__EXTRACT PROVIDED__
*** Begin section ***

Would a property tax freeze help your budget?

As costs for medications, groceries and gas continue to rise, senior citizens struggle to try to balance their limited budgets. The pressure of trying to manage finances seems like a tall order for our fixed income elders, especially when the slightest hiccup could wreck their whole budget.

With prescription drug prices and health care costs increasing by the day, our senior citizens haven't had too much to cheer about. However, in Tennessee, the state legislature approved a property tax freeze program that was approved by the voters in 2006 permitting local governments to implement the senior friendly legislation. Since the legislation's approval, municipalities across the state have approved local laws allowing for a property tax freeze giving our elderly citizens a financial break. All municipalities set their own guidelines, but typically to qualify for the tax freeze program, a resident must be at least 65 years old and they must show:

  • Proof of age- Medicare card, drivers license or passport
  • Proof of ownership of property- current tax bill or recorded deed, etc
  • Proof of property being a residence- voter registration, etc
  • Proof of income of the owners- tax return, etc. All county thresholds are different

Just this week, Chattanooga, Tennessee was scheduled to debate a property tax freeze program helping seniors cope with their rising property values and taxes. According to an article published in the Times Free Press the tax freeze would allow those 65 and older who own their home and have an annual household income of $38,720 or less to freeze their current property tax bill for their primary residence as long as they live and stay in their homes.

*** End section ***

__AIM OF THE TASK__
Please reproduce everything in the property tax freeze article from "As costs for" down to "their whole budget.", word for word.

__DATASET ENTRIES__
*** Begin section ***

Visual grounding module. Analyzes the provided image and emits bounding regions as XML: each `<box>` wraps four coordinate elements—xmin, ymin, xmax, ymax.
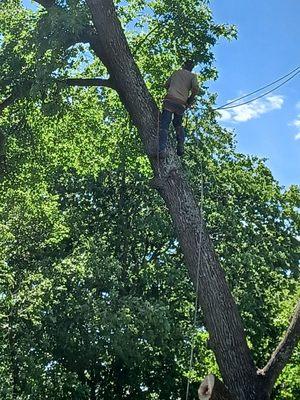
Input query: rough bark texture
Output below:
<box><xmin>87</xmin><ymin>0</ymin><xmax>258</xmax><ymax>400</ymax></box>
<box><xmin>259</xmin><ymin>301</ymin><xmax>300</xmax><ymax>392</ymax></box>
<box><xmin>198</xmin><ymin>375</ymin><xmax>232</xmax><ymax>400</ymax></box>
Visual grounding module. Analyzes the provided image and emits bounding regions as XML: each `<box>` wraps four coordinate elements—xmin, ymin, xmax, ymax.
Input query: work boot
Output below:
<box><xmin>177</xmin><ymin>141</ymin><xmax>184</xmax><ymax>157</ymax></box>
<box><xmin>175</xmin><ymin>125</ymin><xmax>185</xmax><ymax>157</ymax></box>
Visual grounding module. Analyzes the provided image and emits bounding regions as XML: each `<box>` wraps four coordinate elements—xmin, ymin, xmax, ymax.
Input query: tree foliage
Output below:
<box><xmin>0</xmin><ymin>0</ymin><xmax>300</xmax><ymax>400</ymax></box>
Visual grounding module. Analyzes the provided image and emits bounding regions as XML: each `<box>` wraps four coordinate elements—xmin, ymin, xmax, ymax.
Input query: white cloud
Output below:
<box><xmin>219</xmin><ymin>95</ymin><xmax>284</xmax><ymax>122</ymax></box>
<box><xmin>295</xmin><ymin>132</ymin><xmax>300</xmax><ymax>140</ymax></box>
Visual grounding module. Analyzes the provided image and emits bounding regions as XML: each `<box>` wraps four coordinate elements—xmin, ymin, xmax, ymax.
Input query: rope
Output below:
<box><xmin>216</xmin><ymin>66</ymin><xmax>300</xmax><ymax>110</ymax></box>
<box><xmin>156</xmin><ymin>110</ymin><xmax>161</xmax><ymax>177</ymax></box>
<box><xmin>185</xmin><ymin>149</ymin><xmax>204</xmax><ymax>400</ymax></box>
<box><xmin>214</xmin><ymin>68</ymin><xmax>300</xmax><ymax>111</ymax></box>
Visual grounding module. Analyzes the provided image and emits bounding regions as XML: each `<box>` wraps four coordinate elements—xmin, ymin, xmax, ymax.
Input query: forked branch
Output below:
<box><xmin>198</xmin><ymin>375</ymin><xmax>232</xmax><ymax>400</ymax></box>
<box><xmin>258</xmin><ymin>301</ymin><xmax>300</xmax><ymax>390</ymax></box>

*** End section ***
*** Begin section ***

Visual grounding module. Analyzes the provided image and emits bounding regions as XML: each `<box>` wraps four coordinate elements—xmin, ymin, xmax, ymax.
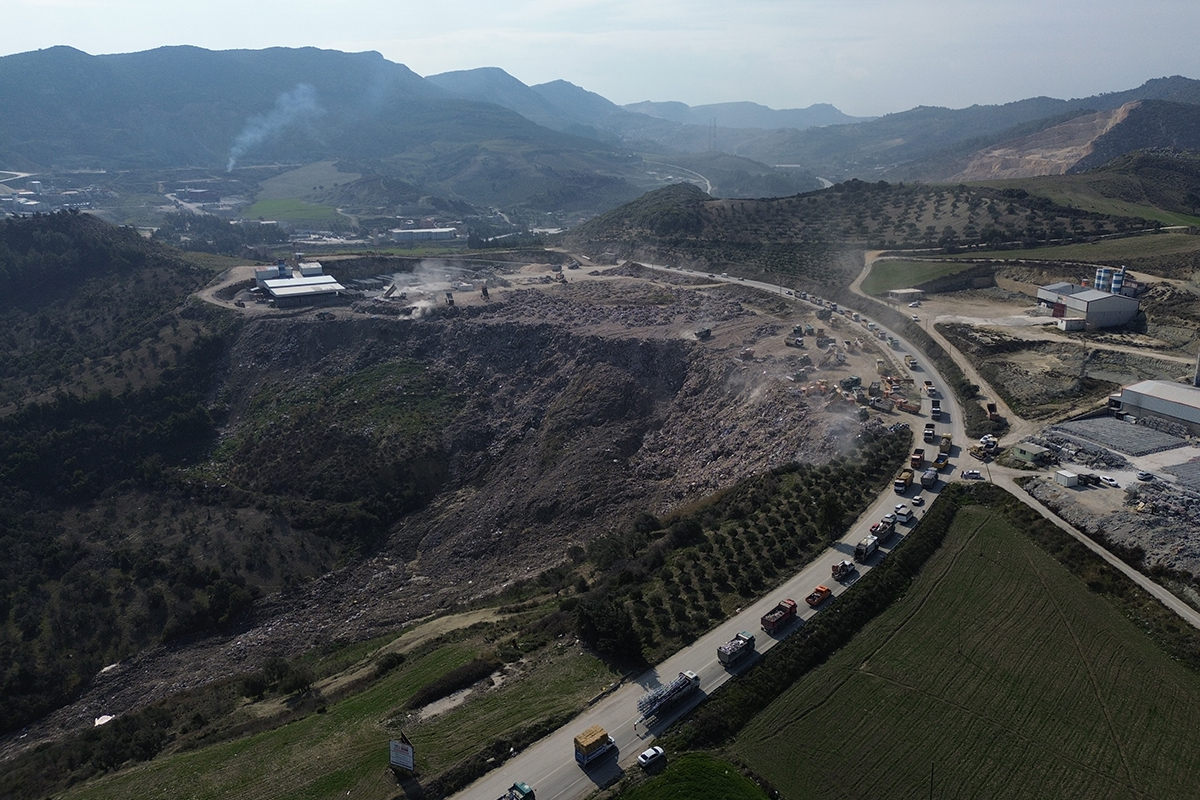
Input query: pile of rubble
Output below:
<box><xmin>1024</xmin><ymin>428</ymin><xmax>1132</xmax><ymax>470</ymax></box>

*** End section ***

__FINISHED EXERCISE__
As costs for medications, groceries and gas continue to rise, senior citizens struggle to try to balance their limited budgets. The pressure of trying to manage finances seems like a tall order for our fixed income elders, especially when the slightest hiccup could wreck their whole budget.